Instructions for the task ::
Rewrite the listing from the line with "Expected: one point per instance of the building" through the end of the listing, swapping "tattooed forearm" for "inked forearm" and changing nothing else.

Data records ::

------------------------------------------------------------------------

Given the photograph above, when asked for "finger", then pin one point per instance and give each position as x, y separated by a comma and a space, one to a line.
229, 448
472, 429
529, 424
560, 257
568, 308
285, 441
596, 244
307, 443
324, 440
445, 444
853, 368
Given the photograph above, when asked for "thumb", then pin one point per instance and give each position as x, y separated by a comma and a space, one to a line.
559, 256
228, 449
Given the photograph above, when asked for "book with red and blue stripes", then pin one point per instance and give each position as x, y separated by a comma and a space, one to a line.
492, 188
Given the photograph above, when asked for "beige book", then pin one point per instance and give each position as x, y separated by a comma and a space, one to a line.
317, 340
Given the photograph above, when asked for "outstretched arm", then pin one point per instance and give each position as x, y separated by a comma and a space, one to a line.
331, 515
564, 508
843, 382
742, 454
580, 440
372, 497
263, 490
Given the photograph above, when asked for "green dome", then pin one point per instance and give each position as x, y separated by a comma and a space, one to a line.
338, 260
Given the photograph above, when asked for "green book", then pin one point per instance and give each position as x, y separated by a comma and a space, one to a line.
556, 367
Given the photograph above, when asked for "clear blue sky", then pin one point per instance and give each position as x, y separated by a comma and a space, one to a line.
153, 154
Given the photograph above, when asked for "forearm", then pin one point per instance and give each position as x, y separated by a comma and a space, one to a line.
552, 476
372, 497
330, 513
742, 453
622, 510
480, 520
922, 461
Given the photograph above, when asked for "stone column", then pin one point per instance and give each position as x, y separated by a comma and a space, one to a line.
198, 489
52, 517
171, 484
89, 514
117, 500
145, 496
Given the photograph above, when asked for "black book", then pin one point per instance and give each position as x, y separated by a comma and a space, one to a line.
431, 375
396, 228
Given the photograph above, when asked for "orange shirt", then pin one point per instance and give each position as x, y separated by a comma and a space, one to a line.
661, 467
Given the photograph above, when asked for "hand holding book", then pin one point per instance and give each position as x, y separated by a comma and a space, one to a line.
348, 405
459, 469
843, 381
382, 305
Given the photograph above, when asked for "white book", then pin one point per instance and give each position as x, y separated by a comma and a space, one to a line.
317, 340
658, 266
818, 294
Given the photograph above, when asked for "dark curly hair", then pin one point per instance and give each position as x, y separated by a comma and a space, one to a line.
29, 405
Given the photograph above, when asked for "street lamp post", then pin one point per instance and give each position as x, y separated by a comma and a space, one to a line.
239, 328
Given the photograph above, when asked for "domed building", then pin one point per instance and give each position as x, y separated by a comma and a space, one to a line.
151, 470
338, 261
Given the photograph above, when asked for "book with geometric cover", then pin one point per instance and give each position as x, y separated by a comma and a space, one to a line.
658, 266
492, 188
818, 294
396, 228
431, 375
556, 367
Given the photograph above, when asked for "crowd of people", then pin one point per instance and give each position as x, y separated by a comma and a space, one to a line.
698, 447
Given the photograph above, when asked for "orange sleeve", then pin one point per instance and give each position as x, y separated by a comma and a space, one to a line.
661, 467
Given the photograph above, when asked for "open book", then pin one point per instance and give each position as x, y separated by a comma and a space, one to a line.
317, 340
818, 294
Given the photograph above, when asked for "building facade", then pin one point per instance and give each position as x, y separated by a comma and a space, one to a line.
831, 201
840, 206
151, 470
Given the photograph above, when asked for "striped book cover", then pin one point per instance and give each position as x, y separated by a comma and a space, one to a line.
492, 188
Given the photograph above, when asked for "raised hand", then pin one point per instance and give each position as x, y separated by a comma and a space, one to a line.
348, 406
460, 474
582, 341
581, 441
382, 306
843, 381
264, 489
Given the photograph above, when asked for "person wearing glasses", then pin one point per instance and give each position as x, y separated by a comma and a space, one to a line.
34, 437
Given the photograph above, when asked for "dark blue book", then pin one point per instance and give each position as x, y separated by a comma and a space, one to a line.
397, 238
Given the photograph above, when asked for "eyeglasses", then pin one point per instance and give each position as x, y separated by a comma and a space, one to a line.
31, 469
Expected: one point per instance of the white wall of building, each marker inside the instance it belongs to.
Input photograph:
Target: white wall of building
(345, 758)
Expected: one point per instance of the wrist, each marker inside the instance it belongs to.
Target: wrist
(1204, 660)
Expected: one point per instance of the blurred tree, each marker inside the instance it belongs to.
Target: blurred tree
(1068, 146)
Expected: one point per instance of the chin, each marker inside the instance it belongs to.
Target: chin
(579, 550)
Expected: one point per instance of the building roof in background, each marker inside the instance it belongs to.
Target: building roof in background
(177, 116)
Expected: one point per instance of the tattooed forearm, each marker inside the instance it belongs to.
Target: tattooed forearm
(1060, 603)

------------------------------------------------------------------------

Problem solution ::
Expected: one point per instance of the building roof in background, each marker inside the instance it belongs to.
Target: building roof in background
(177, 116)
Expected: one point per instance of the inked forearm, each marker inside the instance it belongs to.
Target: inked forearm
(1060, 603)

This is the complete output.